> Task input
BEGIN

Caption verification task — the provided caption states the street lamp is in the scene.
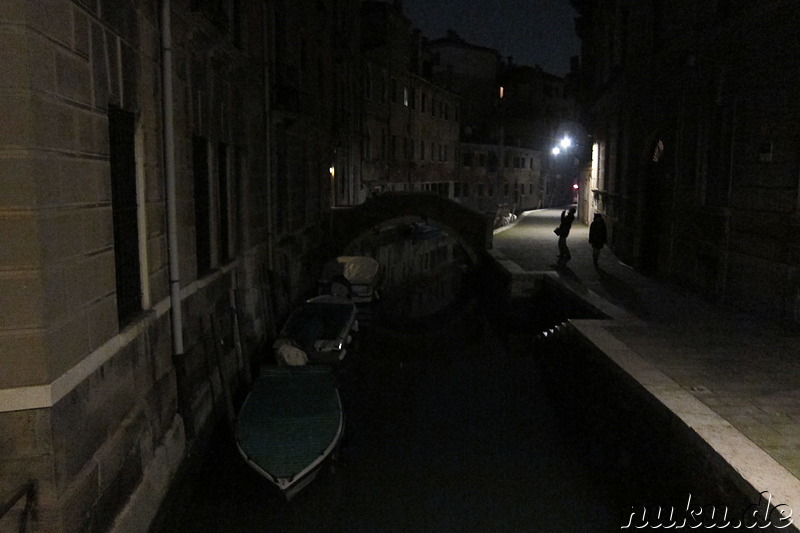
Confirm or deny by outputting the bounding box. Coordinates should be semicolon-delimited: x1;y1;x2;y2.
551;136;572;157
548;135;577;207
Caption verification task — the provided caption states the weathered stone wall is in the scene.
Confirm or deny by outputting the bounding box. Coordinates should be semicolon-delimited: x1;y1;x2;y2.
0;1;268;532
577;1;800;326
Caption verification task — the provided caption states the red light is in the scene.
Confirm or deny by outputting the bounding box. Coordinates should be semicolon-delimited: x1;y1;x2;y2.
572;184;579;190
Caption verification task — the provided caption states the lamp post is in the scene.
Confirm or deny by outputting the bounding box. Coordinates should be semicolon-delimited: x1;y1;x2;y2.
549;135;582;208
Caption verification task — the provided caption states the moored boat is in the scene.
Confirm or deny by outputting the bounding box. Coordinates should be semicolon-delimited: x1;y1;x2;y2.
234;366;344;500
319;255;381;304
273;295;358;366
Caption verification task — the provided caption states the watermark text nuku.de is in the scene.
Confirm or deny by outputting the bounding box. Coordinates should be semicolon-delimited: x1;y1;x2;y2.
621;491;793;529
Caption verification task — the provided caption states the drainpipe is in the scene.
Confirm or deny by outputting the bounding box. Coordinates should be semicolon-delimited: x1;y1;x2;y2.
263;3;274;271
162;0;184;356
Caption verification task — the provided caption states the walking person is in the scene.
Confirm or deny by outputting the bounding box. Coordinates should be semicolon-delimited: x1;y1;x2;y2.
589;212;608;269
556;207;576;267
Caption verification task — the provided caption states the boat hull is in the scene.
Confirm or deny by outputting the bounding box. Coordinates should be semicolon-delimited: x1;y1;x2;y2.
273;295;358;366
235;366;344;500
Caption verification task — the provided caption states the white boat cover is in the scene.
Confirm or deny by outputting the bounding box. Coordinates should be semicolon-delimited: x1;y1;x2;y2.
323;256;379;285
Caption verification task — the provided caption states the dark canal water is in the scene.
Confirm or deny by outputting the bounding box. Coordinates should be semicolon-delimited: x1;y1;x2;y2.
151;224;635;532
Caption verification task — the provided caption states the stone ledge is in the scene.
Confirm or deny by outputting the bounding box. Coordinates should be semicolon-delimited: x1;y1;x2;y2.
571;320;800;531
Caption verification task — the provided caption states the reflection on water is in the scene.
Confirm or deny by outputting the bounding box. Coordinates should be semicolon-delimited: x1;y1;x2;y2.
345;219;472;326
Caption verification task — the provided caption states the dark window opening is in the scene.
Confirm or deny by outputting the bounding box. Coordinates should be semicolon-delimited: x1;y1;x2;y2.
191;0;241;45
108;106;142;326
217;143;230;264
193;136;211;275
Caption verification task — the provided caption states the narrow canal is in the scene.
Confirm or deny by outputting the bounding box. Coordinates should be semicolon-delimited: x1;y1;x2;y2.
151;222;636;532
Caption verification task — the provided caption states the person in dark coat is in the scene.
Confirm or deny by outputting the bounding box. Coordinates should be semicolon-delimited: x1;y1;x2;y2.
589;212;608;268
556;207;576;266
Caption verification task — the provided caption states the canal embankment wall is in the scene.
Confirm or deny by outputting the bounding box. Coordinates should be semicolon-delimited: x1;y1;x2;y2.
482;250;800;531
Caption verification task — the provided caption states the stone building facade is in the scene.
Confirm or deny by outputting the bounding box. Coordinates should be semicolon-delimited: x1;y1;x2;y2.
572;0;800;324
0;0;351;531
0;1;583;531
360;1;460;200
427;32;580;218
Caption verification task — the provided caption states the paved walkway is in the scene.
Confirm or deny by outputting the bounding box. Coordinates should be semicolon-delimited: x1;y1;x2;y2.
492;207;800;524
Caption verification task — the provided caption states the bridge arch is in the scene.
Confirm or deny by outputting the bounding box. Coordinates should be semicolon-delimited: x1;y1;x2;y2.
327;192;492;263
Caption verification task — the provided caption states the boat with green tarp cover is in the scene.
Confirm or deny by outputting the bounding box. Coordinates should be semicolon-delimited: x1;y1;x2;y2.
234;366;344;500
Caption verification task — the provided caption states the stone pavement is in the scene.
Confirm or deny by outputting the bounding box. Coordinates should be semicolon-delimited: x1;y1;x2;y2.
491;207;800;526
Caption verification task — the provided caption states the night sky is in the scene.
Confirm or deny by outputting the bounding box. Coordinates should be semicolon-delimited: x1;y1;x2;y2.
402;0;580;76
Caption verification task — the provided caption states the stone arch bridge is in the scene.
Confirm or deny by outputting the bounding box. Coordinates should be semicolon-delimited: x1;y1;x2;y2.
327;192;492;262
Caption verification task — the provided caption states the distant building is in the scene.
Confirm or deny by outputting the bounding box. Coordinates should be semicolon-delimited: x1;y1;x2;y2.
360;1;460;200
571;0;800;325
426;32;579;219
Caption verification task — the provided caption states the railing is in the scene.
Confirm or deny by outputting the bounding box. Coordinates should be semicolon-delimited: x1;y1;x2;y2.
0;481;36;533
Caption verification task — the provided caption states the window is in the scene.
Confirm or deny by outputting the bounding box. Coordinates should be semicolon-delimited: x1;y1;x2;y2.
403;86;409;107
191;0;241;44
363;133;371;160
652;0;664;52
193;136;211;275
717;0;732;19
378;75;386;103
705;107;734;207
390;78;397;102
758;142;773;162
364;69;372;100
420;140;425;161
421;93;427;113
275;124;288;232
108;106;142;325
217;143;231;264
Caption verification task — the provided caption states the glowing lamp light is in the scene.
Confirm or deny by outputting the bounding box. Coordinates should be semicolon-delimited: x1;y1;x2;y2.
560;136;572;149
329;166;335;178
572;184;579;190
551;147;561;156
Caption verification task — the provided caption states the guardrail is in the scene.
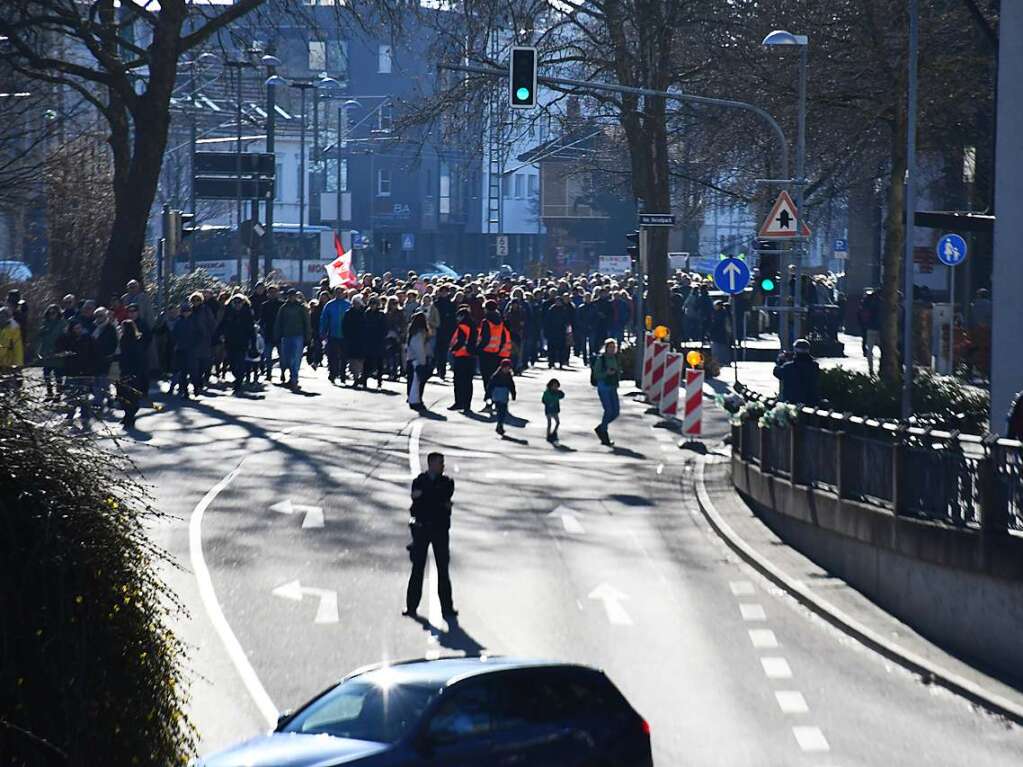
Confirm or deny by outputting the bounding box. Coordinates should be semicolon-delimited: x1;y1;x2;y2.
732;390;1022;536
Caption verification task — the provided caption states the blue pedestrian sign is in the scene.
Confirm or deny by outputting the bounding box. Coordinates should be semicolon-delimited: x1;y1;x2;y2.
936;233;967;267
713;256;751;295
401;233;415;251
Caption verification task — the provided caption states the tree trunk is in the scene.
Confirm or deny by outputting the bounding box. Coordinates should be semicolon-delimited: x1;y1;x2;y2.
879;93;908;383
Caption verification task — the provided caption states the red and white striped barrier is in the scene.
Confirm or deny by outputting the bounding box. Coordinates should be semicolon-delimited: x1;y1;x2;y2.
647;342;669;402
641;333;655;393
658;352;684;418
682;368;704;437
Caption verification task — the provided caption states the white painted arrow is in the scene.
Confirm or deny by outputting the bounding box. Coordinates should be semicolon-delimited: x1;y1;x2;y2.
270;499;325;528
271;580;339;624
547;505;585;534
587;583;632;625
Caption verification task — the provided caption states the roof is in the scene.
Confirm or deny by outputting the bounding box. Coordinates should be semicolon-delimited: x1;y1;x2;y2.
350;656;592;688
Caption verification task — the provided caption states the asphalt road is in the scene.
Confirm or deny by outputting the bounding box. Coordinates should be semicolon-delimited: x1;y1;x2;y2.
120;359;1023;766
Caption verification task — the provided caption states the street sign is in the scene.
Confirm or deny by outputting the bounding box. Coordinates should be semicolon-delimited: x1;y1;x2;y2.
833;238;849;260
194;151;275;176
713;257;751;295
639;213;675;227
758;191;812;239
495;234;509;257
936;233;967;267
238;219;266;248
194;176;274;200
668;252;689;271
598;255;631;275
401;233;415;251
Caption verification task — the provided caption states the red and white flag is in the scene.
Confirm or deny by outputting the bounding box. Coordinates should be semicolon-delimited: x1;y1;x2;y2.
325;233;358;288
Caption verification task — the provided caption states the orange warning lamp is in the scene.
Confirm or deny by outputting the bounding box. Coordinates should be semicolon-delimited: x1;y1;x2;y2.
653;325;669;340
686;350;704;367
645;315;653;330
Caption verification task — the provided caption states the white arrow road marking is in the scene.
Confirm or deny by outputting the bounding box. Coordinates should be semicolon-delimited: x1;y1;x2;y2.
547;505;585;534
272;580;339;624
587;583;632;626
270;499;325;528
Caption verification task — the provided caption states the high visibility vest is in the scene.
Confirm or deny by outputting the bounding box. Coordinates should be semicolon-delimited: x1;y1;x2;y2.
450;323;473;358
481;320;505;355
499;331;513;359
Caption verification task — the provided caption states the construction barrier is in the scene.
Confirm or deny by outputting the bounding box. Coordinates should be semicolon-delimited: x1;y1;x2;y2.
641;333;655;392
658;352;684;418
647;342;669;402
683;368;704;437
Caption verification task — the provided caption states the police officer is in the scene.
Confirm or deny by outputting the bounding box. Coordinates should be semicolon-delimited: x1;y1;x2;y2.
447;307;477;412
403;451;458;620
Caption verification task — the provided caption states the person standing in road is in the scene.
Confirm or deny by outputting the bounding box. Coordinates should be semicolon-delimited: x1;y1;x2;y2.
406;312;430;411
403;451;457;620
274;289;311;391
433;284;457;380
591;338;621;446
448;307;477;412
476;300;510;410
488;358;517;436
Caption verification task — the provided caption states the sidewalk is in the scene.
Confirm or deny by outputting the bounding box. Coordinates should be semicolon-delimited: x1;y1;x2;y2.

END

> Required action
Begin with the first line of the entries above and write out each line exactly, ending with the line containing "canal water is in the scene.". Leave out pictures.

> Response to the exercise
Caption verification task — the provided caption states the street lamp is in the scene.
Confirm or deny by outputting the bounding box. Coordinates should be semicolon-delimited: x1;y1;x2;y2.
551;136;572;157
548;135;577;207
Caption verification task — the provided caption states the weathered stone wall is in the scene.
Confirm or deny by outputting the bounding box. Coordinates should be semicolon-delimited: x1;y1;x2;y2.
0;1;268;532
577;1;800;326
Caption verification task — the provided caption states the red light is in the scene.
Confirm or deny by outputting the bounding box. Coordinates should be semicolon-delimited: x1;y1;x2;y2.
572;184;579;190
Caption verification task — the provided caption states the lamp post is in the scene.
Confirm or deny by outputting the bounding box. Coordinates should be semicolon-delimited: x1;y1;x2;y2.
549;135;582;208
Caption verification task — the provided caption states the moored boat is in the scene.
Confirm or deny by outputting the bounding box. Coordinates should be semicolon-delimited: x1;y1;x2;y2.
234;366;344;500
319;255;381;304
273;295;358;366
Caption verification task — the provided caption states the watermark text nuku.de is in the scene.
Confirm or deny by outputting the bounding box. Coordinates should be semicolon-delimited: x1;y1;x2;y2.
621;491;793;529
Caption verification task — the provided caption states the drainpipe is in the scene.
Confirm or deny by outputting the bounding box. Coordinates should be semicolon-delimited: x1;y1;x2;y2.
263;3;274;271
162;0;184;356
Caption verification task — the provided caption states the walking person is in the scene.
Confirm or deny by outputting the bounding box. Coordinates should be semicolon-delimited: x1;y1;x2;y2.
589;212;608;269
556;207;576;267
Caption verification task — the provided caption states the boat hull is in the scene.
Confirm or deny by outputting the bounding box. Coordinates should be semicolon-delimited: x1;y1;x2;y2.
273;295;358;366
235;366;344;500
Caption verification task — the provided caption states the white boat cover is in the scene.
Confirm or deny by outputting the bounding box. Coordinates should be semicolon-delimited: x1;y1;x2;y2.
323;256;379;285
Caption verification task — the provided caption states the dark canal water is in the scene.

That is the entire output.